Content starts

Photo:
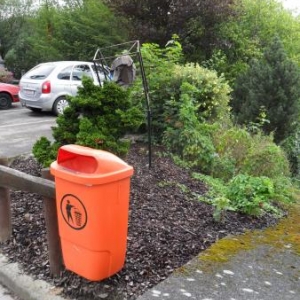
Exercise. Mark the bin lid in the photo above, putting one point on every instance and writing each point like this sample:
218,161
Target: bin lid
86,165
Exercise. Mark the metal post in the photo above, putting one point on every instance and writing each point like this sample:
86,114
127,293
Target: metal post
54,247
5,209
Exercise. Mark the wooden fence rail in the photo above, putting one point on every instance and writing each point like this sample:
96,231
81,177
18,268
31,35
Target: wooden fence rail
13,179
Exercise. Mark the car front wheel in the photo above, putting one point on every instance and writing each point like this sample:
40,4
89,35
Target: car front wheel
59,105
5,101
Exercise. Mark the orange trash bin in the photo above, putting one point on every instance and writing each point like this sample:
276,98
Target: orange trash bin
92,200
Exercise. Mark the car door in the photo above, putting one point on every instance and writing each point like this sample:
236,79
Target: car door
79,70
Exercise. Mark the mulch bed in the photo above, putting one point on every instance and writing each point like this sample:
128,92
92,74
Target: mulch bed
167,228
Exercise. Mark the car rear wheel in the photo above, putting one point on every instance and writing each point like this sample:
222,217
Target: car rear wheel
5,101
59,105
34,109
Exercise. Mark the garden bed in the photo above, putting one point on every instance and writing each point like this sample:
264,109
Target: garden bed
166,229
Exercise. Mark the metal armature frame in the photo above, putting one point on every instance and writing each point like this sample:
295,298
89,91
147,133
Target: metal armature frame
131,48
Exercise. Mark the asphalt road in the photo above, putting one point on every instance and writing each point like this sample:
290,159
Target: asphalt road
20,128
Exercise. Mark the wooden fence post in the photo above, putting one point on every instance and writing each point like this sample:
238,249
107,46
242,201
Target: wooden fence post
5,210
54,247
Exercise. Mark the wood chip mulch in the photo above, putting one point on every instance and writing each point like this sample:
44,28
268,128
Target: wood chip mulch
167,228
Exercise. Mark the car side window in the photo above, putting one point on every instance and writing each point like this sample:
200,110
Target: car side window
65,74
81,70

Content ends
Content starts

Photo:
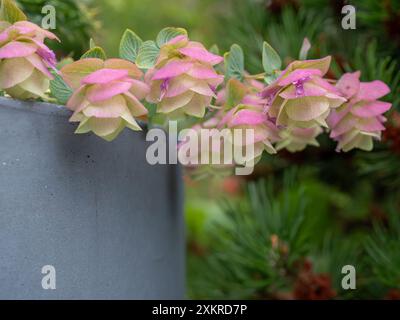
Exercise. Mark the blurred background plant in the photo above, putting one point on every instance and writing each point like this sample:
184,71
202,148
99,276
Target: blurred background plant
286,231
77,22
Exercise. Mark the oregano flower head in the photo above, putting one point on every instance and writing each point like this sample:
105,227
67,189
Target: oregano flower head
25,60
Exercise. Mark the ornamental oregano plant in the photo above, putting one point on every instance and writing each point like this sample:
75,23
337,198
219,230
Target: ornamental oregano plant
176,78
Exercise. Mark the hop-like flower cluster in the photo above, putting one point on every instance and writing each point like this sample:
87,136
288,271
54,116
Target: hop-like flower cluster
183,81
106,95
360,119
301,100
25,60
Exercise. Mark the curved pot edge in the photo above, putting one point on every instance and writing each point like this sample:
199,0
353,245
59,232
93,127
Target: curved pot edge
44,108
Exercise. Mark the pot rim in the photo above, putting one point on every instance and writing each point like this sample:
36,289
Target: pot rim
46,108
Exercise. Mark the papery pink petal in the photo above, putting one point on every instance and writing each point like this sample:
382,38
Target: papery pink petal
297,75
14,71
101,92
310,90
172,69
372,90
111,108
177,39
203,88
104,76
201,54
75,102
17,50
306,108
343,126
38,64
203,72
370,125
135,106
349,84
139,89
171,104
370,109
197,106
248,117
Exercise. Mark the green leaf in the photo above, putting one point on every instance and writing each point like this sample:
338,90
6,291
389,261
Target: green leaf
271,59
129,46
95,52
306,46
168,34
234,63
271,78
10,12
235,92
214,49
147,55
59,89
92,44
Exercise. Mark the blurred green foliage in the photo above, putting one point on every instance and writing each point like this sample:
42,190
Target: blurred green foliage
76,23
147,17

Content ends
Content starts

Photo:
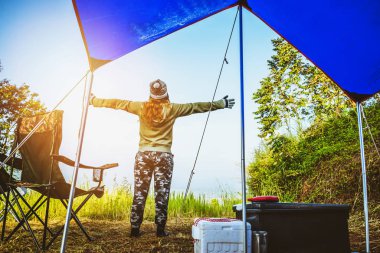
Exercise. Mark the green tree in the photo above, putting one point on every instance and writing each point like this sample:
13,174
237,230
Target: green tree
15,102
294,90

Content ends

**Exercise brief**
Taking the line with "Target: wooden fence post" as the first and the line with "Exercise. Mark the car side" as the last, retype that stretch of the data above exactly, with no other lines.

**Exercise result**
Target: wooden fence post
5,210
54,247
Exercise. Mark the wood chip mulch in the photo above, putting one point on every instance and writing each point like this sample:
44,28
268,128
Target: wood chip mulch
167,228
Exercise. Mark the car side window in the photo above, putting one point on every instance and writing each point like this sample:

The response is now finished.